> _Dataset entries_

(begin)

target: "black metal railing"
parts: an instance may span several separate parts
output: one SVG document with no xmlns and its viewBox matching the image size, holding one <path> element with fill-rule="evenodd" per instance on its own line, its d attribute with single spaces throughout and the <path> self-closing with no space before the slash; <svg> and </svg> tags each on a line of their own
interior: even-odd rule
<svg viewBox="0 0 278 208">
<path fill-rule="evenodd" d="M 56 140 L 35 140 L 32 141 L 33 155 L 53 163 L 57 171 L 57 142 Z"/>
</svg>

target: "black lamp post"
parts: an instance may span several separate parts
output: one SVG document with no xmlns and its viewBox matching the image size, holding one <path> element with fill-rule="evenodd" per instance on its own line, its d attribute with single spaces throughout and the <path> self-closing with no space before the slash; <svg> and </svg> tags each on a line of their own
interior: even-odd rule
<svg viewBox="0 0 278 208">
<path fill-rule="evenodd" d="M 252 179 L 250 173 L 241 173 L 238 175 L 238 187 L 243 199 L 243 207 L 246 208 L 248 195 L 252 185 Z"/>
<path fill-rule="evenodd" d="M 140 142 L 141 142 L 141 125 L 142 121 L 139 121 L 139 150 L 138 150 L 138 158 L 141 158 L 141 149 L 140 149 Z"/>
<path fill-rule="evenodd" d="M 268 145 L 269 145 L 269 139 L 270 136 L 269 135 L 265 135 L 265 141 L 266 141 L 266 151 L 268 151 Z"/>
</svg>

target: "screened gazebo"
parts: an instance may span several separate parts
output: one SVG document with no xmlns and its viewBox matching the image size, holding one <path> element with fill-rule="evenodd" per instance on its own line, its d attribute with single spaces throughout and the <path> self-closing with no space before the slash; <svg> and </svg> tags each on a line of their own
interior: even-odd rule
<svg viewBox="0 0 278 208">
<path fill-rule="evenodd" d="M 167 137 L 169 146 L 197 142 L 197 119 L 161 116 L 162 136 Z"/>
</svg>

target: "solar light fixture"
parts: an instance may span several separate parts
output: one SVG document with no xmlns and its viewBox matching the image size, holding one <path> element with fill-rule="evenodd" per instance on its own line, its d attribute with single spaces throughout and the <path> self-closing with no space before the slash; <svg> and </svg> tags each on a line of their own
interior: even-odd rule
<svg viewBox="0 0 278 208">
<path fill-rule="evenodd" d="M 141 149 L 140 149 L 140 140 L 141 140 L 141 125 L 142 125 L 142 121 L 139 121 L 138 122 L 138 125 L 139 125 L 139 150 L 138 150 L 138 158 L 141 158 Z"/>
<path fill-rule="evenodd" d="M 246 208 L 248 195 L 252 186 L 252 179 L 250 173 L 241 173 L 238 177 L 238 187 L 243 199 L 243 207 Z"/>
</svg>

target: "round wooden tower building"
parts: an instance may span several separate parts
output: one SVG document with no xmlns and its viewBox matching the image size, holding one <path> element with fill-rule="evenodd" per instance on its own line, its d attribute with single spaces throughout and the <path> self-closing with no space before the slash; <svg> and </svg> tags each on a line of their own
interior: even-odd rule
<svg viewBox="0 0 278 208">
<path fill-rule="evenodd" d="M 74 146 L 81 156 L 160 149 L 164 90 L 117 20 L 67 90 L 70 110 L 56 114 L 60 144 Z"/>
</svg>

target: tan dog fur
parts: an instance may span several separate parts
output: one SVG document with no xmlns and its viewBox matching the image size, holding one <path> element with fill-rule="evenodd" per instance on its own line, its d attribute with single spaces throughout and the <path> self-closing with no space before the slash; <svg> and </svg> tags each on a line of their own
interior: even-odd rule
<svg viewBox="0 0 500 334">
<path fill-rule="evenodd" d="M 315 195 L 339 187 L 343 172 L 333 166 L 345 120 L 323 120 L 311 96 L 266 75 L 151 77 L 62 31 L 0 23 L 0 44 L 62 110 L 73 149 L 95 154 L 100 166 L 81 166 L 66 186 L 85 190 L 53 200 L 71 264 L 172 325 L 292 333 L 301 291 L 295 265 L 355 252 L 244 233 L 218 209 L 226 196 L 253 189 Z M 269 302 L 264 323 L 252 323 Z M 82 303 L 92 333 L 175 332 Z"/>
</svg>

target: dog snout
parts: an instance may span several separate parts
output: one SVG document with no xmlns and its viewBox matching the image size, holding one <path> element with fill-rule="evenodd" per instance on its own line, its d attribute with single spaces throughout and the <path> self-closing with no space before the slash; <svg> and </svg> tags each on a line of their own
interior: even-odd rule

(end)

> _Exercise_
Transcribe all of the material exactly. Omit nothing.

> _Correct output_
target: "black metal railing"
parts: an instance may span several separate parts
output: one SVG document with no xmlns and its viewBox matching the image size, holding one <path> element with fill-rule="evenodd" per instance on its own line, its d attribute with single spaces throughout and the <path> self-closing with no space before the slash; <svg> and </svg> tags each on a line of their own
interior: even-odd rule
<svg viewBox="0 0 278 208">
<path fill-rule="evenodd" d="M 56 140 L 35 140 L 32 141 L 33 155 L 53 163 L 57 171 L 57 142 Z"/>
</svg>

target: "black lamp post"
parts: an instance may span several separate parts
output: one SVG document with no xmlns and its viewBox matching the image size, holding one <path> element with fill-rule="evenodd" per instance on its own line, its d attribute with single spaces throughout and the <path> self-closing with no space before the slash; <svg> and </svg> tags each on a line of their own
interior: even-odd rule
<svg viewBox="0 0 278 208">
<path fill-rule="evenodd" d="M 252 179 L 250 173 L 241 173 L 238 175 L 238 187 L 243 199 L 243 207 L 246 208 L 248 195 L 252 185 Z"/>
<path fill-rule="evenodd" d="M 140 142 L 141 142 L 141 125 L 142 121 L 139 121 L 139 150 L 138 150 L 138 158 L 141 158 L 141 149 L 140 149 Z"/>
<path fill-rule="evenodd" d="M 268 145 L 269 145 L 269 139 L 270 136 L 269 135 L 265 135 L 265 141 L 266 141 L 266 151 L 268 151 Z"/>
</svg>

target: "screened gazebo"
parts: an instance may span several separate parts
output: one SVG document with no xmlns and its viewBox matching the image size, holding one <path> element with fill-rule="evenodd" per instance on its own line, its d attribute with single spaces throughout and the <path> self-closing with no space before the slash; <svg> and </svg> tags each on a line of their own
interior: even-odd rule
<svg viewBox="0 0 278 208">
<path fill-rule="evenodd" d="M 167 137 L 169 146 L 197 142 L 197 119 L 161 116 L 162 136 Z"/>
</svg>

target: "solar light fixture"
parts: an instance may span several separate parts
output: one SVG document with no xmlns and its viewBox matching the image size, holding one <path> element with fill-rule="evenodd" per instance on its own line, its d attribute with single spaces throughout and the <path> self-closing with no space before the slash; <svg> and </svg> tags each on a line of their own
interior: even-odd rule
<svg viewBox="0 0 278 208">
<path fill-rule="evenodd" d="M 141 149 L 140 149 L 140 140 L 141 140 L 141 125 L 142 125 L 142 121 L 139 121 L 138 122 L 138 125 L 139 125 L 139 150 L 138 150 L 138 158 L 141 158 Z"/>
<path fill-rule="evenodd" d="M 246 208 L 248 195 L 252 186 L 252 179 L 250 173 L 241 173 L 238 177 L 238 187 L 243 199 L 243 207 Z"/>
</svg>

target: "round wooden tower building"
parts: an instance may span several separate parts
output: one SVG document with no xmlns and its viewBox matching the image size, holding one <path> element with fill-rule="evenodd" per instance on its own line, its d attribute with single spaces throughout and the <path> self-closing with no space before the slash; <svg> and </svg> tags each on a line of their own
interior: even-odd rule
<svg viewBox="0 0 278 208">
<path fill-rule="evenodd" d="M 74 146 L 81 156 L 160 149 L 164 90 L 117 20 L 67 90 L 70 110 L 56 114 L 60 144 Z"/>
</svg>

target: tan dog fur
parts: an instance may span several separate parts
output: one SVG document with no xmlns and its viewBox matching the image size, holding one <path> element with fill-rule="evenodd" per instance on its own line, its d attribute with single spaces throughout and the <path> self-closing with no space before the slash; <svg> and </svg> tags each on a line of their own
interior: even-odd rule
<svg viewBox="0 0 500 334">
<path fill-rule="evenodd" d="M 315 195 L 339 187 L 343 172 L 333 166 L 345 120 L 323 120 L 311 96 L 266 75 L 151 77 L 62 31 L 0 23 L 0 44 L 62 110 L 73 149 L 95 154 L 100 166 L 81 166 L 66 186 L 85 190 L 53 200 L 71 264 L 172 325 L 292 333 L 301 291 L 295 265 L 355 252 L 244 233 L 218 209 L 226 196 L 253 189 Z M 269 302 L 264 323 L 252 323 Z M 82 303 L 92 333 L 175 332 Z"/>
</svg>

target: dog snout
parts: an instance may span several separate parts
output: one SVG document with no xmlns and its viewBox matching the image size, holding one <path> element with fill-rule="evenodd" per instance on its own line, its d attribute with single spaces throughout and the <path> self-closing with no space before the slash; <svg> and </svg> tags each on a line of their own
interior: even-odd rule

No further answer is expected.